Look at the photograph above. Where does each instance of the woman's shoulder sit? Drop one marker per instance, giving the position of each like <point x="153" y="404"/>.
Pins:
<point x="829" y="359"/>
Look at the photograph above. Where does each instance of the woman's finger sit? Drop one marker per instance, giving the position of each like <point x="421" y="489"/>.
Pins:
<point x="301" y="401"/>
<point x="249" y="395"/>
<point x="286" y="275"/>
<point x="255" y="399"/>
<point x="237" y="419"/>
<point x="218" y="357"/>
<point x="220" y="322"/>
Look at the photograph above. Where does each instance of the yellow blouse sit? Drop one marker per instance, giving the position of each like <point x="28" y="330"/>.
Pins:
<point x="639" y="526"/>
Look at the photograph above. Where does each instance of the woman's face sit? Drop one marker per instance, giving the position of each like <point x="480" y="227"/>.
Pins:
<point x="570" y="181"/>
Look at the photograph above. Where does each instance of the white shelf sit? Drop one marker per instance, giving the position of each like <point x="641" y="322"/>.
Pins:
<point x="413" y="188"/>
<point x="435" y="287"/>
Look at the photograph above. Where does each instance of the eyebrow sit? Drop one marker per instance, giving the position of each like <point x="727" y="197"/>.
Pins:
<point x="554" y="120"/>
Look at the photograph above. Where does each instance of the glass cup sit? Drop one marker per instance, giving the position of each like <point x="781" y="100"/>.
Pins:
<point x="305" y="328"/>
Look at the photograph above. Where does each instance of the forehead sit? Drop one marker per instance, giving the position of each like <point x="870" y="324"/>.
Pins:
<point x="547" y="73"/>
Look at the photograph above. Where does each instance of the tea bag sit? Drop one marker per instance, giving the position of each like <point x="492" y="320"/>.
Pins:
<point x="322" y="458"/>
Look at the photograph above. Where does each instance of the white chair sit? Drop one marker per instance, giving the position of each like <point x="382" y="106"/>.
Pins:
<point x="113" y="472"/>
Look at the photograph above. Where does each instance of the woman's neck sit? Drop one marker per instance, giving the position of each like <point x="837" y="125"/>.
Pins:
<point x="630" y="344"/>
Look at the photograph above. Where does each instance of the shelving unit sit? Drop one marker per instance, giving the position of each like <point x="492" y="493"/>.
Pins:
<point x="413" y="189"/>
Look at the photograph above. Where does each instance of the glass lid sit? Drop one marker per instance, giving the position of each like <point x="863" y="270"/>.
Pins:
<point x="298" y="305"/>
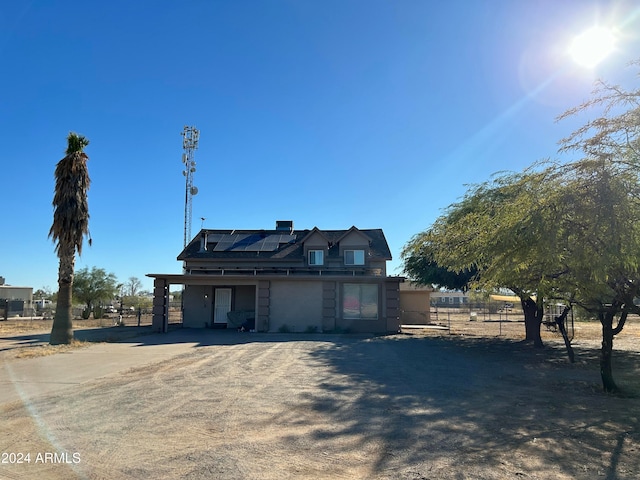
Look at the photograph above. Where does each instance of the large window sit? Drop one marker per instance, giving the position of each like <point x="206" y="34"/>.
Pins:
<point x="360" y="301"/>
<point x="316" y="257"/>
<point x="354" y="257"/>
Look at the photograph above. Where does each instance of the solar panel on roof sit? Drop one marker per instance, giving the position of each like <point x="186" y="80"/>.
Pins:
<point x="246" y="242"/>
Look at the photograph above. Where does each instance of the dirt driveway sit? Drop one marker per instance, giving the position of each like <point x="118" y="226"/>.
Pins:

____

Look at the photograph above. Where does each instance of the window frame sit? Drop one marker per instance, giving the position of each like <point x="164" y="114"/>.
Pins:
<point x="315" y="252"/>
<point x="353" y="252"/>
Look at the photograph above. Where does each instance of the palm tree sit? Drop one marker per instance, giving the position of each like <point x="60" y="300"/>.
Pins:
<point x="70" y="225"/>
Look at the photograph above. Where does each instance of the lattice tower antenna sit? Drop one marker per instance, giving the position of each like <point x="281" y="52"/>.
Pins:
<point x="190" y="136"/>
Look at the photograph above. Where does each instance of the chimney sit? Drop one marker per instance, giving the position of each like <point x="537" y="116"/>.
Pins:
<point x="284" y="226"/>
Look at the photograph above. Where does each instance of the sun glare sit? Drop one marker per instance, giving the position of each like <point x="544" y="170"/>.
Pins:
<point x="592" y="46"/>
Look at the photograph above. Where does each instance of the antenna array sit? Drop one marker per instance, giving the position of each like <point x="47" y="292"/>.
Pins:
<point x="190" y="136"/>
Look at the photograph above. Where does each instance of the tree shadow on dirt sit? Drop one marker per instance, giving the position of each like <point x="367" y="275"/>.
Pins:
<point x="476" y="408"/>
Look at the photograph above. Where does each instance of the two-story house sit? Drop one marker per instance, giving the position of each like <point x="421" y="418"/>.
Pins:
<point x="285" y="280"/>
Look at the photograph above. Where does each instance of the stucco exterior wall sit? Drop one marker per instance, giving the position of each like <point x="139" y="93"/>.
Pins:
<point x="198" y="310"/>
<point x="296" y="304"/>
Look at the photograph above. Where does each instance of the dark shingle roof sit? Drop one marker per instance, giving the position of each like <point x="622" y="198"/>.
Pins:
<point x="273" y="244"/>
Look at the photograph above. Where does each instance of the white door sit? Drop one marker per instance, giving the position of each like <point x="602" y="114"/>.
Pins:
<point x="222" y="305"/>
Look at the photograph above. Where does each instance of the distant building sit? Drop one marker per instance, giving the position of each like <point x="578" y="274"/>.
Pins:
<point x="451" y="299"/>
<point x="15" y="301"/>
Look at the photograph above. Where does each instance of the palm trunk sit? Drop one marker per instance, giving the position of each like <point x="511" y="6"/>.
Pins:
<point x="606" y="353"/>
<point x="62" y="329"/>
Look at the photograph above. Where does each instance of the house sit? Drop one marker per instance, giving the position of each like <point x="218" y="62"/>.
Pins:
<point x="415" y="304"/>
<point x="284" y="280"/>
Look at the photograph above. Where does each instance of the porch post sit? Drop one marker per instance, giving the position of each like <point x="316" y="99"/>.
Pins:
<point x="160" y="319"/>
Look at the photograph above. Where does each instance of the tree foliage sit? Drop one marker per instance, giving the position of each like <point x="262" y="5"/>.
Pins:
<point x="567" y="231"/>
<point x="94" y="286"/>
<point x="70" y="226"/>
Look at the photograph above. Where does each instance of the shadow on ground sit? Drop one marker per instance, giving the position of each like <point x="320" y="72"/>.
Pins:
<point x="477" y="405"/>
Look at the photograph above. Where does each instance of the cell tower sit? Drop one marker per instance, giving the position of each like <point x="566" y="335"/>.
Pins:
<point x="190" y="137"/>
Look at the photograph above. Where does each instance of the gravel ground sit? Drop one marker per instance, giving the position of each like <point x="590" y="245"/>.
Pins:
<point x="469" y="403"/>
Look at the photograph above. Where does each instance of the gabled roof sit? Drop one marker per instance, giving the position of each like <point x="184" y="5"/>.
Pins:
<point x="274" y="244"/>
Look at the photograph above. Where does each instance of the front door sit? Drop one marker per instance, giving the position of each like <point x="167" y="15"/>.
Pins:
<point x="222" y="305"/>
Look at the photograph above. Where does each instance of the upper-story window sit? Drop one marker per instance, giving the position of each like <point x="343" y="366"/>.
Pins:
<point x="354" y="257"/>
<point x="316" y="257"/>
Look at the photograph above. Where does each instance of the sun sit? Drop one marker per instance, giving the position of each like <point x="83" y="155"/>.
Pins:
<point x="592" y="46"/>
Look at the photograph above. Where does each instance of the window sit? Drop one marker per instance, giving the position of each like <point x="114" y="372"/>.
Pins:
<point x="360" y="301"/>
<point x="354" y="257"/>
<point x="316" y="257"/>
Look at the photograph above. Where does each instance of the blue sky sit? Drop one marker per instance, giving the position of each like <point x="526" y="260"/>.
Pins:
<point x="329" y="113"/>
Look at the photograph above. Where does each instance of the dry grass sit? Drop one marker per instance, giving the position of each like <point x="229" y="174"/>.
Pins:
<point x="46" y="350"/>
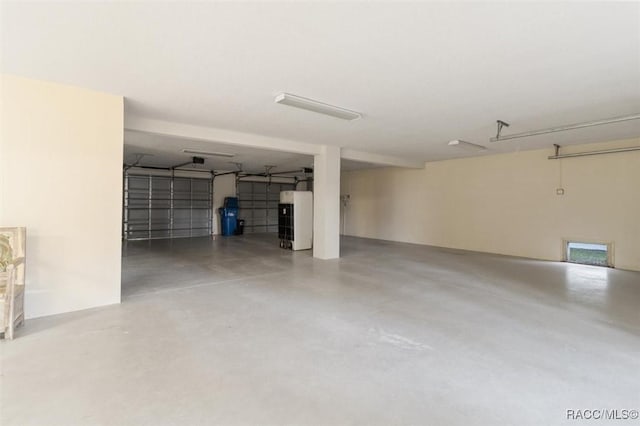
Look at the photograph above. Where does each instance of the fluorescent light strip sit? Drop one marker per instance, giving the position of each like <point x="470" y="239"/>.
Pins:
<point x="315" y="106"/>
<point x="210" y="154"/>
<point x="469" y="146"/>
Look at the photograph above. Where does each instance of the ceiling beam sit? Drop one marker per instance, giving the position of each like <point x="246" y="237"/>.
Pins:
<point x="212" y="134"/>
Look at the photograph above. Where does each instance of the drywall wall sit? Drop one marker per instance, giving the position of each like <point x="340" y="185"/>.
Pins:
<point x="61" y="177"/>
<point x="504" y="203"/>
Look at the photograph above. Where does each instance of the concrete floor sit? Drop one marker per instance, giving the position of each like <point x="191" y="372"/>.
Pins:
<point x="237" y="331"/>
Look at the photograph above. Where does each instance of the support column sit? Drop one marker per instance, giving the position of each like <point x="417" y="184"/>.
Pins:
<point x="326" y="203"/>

____

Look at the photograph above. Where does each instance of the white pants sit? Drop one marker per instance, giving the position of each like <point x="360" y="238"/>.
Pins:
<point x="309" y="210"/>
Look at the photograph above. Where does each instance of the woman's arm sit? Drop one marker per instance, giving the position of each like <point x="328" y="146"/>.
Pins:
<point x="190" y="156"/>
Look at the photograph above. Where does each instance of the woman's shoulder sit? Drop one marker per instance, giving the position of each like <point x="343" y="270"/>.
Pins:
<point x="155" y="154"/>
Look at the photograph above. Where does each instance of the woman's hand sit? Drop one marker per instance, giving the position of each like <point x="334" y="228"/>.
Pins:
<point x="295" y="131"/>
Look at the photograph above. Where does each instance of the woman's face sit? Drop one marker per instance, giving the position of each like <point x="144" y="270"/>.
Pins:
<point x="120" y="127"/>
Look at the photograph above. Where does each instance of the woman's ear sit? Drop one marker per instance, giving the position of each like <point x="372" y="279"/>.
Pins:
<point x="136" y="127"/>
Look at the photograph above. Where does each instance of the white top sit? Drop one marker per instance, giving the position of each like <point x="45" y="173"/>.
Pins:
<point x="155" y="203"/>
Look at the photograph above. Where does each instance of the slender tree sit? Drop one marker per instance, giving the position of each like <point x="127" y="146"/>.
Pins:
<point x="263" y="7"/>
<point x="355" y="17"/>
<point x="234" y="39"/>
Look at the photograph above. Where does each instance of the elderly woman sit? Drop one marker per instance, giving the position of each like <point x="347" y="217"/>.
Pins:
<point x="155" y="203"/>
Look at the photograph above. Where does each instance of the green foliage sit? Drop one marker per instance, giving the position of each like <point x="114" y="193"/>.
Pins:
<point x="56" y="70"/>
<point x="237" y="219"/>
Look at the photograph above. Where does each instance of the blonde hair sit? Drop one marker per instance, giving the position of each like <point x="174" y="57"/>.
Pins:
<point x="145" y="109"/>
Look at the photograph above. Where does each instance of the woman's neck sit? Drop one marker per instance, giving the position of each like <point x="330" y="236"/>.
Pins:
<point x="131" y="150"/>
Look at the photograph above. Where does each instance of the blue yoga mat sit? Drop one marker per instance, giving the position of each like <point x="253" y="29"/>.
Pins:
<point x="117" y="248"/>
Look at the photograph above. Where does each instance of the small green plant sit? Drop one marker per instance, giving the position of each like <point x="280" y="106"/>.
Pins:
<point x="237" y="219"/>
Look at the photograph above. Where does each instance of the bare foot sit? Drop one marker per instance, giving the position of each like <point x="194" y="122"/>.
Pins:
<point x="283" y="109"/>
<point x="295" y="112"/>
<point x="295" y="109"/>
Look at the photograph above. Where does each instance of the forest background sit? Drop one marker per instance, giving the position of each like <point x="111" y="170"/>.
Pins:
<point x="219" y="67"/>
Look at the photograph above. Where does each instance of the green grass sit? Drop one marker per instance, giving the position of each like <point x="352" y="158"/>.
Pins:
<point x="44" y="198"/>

____

(SET TASK) Count the lines in the data above that contain the string "glass", treating uppercase and lowercase as different. Give only the number.

(FINISHED TASK) 2